==== EXCERPTED RECORDS
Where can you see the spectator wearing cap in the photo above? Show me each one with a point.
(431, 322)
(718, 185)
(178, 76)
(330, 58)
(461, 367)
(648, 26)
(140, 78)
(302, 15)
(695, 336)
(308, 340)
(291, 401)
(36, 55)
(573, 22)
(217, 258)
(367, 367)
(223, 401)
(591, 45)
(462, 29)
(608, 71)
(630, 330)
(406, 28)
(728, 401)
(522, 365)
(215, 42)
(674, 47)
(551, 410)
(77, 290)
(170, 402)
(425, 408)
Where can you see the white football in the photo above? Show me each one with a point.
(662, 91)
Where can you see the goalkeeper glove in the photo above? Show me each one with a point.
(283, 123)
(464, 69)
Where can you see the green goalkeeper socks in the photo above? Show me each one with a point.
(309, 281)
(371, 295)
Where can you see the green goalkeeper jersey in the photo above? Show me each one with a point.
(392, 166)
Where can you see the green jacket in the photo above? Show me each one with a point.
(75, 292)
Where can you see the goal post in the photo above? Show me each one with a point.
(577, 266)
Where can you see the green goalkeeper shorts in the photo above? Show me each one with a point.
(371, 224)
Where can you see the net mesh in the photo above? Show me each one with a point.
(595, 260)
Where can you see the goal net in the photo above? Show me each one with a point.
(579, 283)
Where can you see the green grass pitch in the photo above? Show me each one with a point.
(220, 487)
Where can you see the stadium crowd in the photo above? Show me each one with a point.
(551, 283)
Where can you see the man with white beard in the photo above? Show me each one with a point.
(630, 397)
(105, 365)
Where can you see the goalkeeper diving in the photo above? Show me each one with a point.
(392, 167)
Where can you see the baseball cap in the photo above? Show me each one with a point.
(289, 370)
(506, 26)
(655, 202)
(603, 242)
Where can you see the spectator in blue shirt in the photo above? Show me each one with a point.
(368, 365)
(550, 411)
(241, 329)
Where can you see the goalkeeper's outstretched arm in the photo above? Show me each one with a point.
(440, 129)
========
==== EXCERPTED RECORDS
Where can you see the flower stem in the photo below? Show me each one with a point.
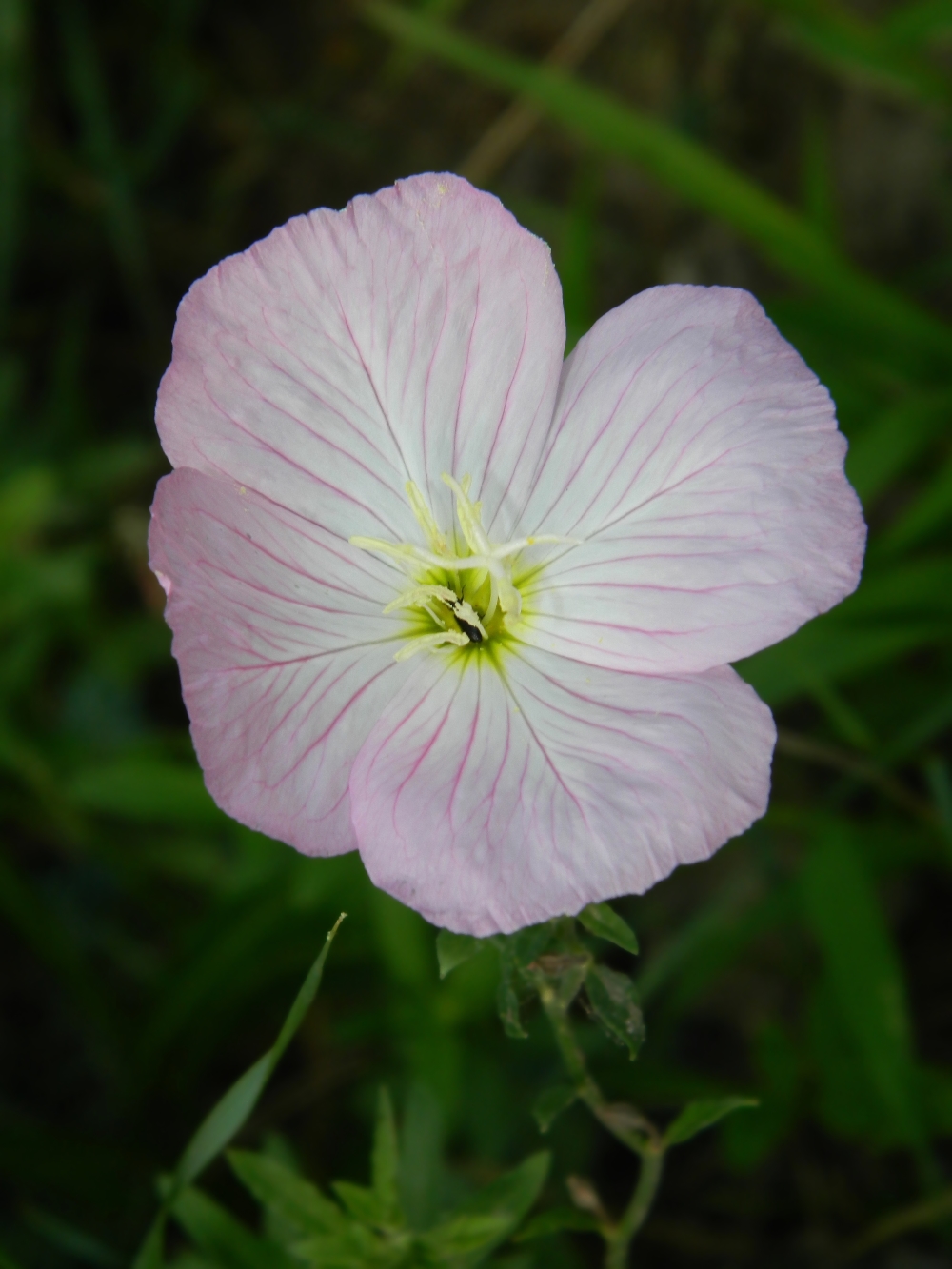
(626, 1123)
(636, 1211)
========
==== EXCERPTED RECORDS
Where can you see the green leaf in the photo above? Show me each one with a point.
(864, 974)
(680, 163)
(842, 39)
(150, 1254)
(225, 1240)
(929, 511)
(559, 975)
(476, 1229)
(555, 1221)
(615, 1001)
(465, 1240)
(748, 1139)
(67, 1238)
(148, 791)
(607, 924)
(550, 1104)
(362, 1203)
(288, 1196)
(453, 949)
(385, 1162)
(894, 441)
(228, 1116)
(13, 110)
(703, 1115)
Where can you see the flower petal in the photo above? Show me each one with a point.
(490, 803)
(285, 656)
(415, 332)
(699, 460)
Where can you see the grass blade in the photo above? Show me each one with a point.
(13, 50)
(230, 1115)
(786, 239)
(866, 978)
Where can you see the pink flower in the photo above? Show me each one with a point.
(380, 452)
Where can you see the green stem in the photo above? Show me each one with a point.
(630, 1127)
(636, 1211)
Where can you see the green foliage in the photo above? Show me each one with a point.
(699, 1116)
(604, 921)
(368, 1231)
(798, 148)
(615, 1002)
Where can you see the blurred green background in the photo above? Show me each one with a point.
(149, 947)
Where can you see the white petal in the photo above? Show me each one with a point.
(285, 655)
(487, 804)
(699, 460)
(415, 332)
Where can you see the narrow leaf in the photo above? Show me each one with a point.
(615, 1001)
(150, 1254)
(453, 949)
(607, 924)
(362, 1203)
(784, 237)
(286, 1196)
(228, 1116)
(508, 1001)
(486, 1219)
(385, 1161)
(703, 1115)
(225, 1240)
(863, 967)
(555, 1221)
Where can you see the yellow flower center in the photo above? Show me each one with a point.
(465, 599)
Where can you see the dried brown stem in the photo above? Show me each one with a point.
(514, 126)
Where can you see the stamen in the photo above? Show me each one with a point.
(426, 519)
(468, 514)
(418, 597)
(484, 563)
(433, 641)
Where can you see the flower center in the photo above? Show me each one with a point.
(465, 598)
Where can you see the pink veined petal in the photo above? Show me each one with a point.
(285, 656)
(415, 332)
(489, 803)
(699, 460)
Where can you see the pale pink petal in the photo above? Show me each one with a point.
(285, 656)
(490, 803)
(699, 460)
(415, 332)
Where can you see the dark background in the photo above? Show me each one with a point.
========
> [YOUR TASK] Copy out the rows between the line holding "Where can you see the narrow" and the line holding "Where can you see the dark", inclusive.

> [ANSWER TO THE PROBLEM]
Where can you see the narrow leaf in the photo above? Show me each one with a point.
(615, 1001)
(150, 1254)
(453, 949)
(607, 924)
(362, 1203)
(784, 237)
(286, 1196)
(228, 1116)
(508, 1001)
(486, 1219)
(385, 1161)
(703, 1115)
(225, 1240)
(863, 967)
(555, 1221)
Where can you see the yellow flower center in the photo above? Show me each one with a point.
(465, 599)
Where can you see the dried brown stem in the photo above? Show me each one with a point.
(514, 126)
Where can you see the stamen in the photo above? Show me each one with a point.
(426, 519)
(468, 514)
(418, 597)
(484, 563)
(433, 641)
Where can you see the flower center in the photo above? Show me each one with a point.
(465, 598)
Where can you see the pink veined petal in the photo above? Show me each one with a point.
(285, 656)
(415, 332)
(489, 803)
(699, 460)
Where can you see the pale pink petal in the photo above? Show me each one with a point.
(285, 656)
(490, 803)
(699, 460)
(415, 332)
Where can you see the dark background in the photo above? Show me each one with a point.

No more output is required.